Fragmenty danych do oznaczania lokalizacji
***

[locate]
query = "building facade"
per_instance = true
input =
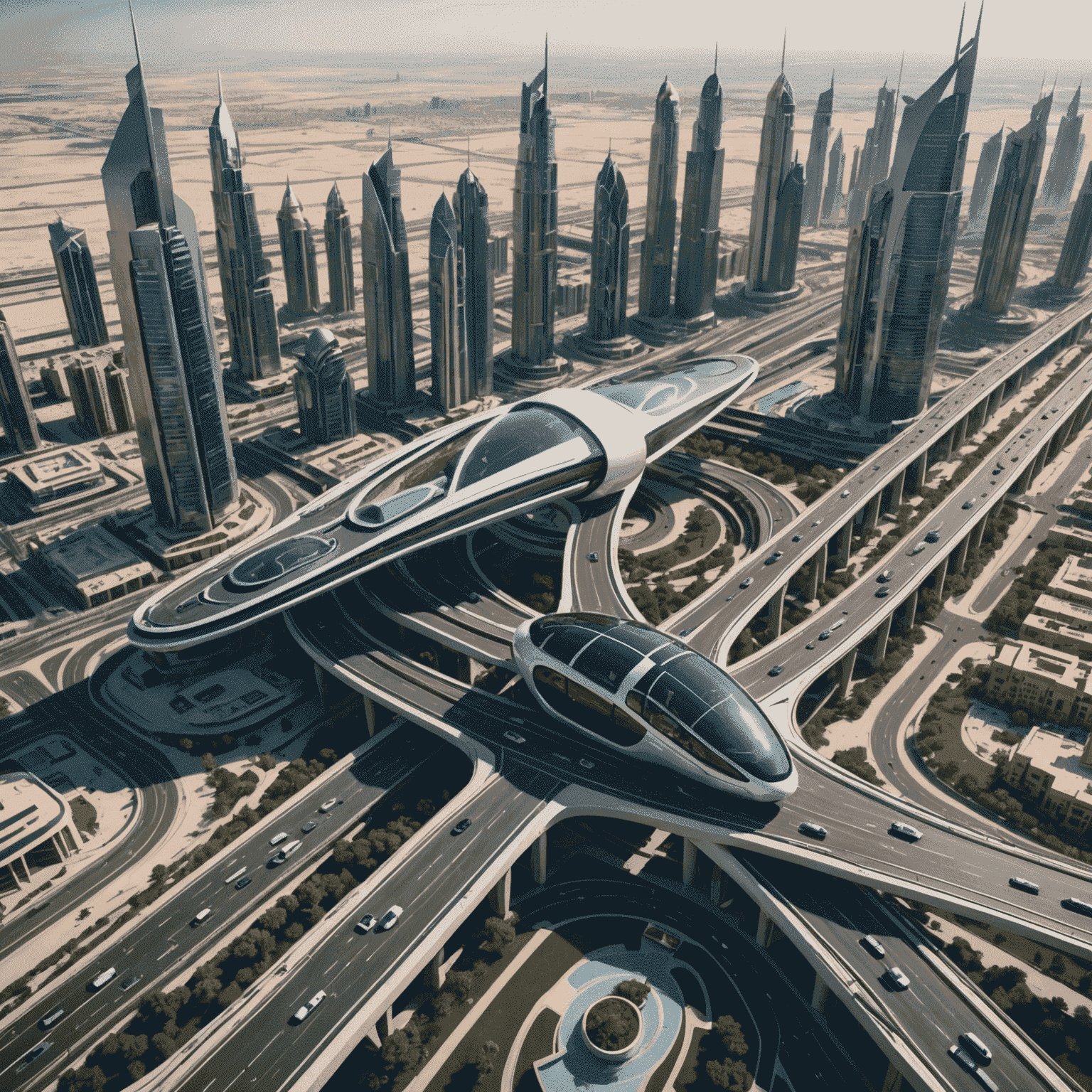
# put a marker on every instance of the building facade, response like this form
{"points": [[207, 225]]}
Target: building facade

***

* [Twoje zadanie] Zwróć wszystkie powyższe wiersze bez żadnych zmian, ale pomiń w odpowiedzi obrazy.

* [Wynik zadania]
[locate]
query = "building facade"
per_instance = true
input =
# put a marker on every instance of the building facade, response like this form
{"points": [[207, 225]]}
Target: building facade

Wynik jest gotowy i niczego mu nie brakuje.